Hey Dave…Love this. It’s the old-time hobo/modern wanderer mix. Love this sound: “& a poorly aligned wheel/shrieking like feedback from a speaker/all the way to Chicago.” (but I’m partial to Chicago) and the sky that’s “too narrow, too full of murk.” Really, really liked the detail of the tick, too. Hope you reach your destination safely! Thanks.
Hi Linda — Thanks for stopping by. Yeah, we have a private railroad crossing on the main line from Philly to Chicago, the old Pennsylvania Railroad. The trains don’t run too slowly anymore, though, now that Norfolk Southern is running things.
I live most of the time in a little town in KY where the train goes right down Main St. It has to go 15 mph through town, but once that engine hits the town boundaries, the train picks up speed, even if the tail end is still on the other end of town. It’s quaint unless you’re in a hurry…they run about every 30 minutes. If you’re ever going to hop a train, this is where you would do it. =)
Every 30 minutes? Wow, that’s a lot! The town adjacent to me, Tyrone, has a spur line running through it, but I don’t think they ever have more than one train a day (and hopping it wouldn’t take one to any place more exciting than Bellefonte, PA).

• **Work instructions**:
a: Can you reproduce, word for word, the part of the train comments starting with "I live most" and going on through "would do it. =)"?
b: Which lines of the records contain the word "surgical"? Copy each of them.

• **Data for this task**:
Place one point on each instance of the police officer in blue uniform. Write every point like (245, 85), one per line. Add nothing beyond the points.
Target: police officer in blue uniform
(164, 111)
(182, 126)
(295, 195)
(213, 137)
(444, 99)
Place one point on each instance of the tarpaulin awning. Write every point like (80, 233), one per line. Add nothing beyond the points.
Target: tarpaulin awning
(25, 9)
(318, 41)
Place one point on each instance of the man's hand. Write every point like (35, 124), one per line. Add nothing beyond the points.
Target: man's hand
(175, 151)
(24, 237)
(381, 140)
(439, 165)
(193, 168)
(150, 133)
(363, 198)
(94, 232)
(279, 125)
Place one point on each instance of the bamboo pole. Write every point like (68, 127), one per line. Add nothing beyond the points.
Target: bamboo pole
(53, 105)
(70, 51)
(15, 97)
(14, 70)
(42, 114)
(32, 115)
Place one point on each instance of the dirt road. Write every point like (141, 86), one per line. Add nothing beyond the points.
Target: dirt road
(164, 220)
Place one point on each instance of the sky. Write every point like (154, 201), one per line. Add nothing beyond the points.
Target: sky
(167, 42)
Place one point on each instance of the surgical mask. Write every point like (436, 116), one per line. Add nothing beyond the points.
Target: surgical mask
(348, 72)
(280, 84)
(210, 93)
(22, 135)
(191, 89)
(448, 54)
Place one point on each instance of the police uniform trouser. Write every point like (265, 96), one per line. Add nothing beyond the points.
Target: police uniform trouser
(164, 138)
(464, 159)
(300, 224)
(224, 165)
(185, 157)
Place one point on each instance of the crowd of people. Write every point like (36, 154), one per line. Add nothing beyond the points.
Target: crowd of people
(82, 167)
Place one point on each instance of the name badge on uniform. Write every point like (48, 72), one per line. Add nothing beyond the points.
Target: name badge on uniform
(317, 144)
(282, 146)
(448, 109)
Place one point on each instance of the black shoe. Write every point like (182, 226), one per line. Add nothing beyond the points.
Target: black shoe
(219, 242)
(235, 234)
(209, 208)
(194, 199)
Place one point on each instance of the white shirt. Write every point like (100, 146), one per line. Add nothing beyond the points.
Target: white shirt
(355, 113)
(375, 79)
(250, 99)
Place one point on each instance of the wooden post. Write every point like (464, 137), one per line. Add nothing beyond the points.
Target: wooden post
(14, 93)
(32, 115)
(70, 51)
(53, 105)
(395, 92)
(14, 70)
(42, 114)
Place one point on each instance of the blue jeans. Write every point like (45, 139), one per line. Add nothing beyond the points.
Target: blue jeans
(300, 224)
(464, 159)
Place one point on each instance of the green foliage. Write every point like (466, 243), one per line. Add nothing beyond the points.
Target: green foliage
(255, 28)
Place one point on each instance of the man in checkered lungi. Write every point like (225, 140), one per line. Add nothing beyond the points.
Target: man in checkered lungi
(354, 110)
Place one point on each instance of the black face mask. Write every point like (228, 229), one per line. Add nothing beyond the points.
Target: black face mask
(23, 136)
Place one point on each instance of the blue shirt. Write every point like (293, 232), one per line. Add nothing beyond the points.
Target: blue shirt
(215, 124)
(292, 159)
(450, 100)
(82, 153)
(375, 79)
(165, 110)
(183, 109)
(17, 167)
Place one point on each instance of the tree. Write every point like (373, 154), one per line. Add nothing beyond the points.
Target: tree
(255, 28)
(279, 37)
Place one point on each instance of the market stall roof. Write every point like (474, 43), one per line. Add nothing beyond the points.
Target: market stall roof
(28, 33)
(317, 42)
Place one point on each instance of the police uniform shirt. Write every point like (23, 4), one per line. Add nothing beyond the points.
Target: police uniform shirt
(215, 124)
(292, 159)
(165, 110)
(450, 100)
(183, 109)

• **Written responses**:
a:
I live most of the time in a little town in KY where the train goes right down Main St. It has to go 15 mph through town, but once that engine hits the town boundaries, the train picks up speed, even if the tail end is still on the other end of town. It’s quaint unless you’re in a hurry…they run about every 30 minutes. If you’re ever going to hop a train, this is where you would do it. =)

b:
Place one point on each instance of the surgical mask. Write every point like (436, 116), one per line. Add nothing beyond the points.
Target: surgical mask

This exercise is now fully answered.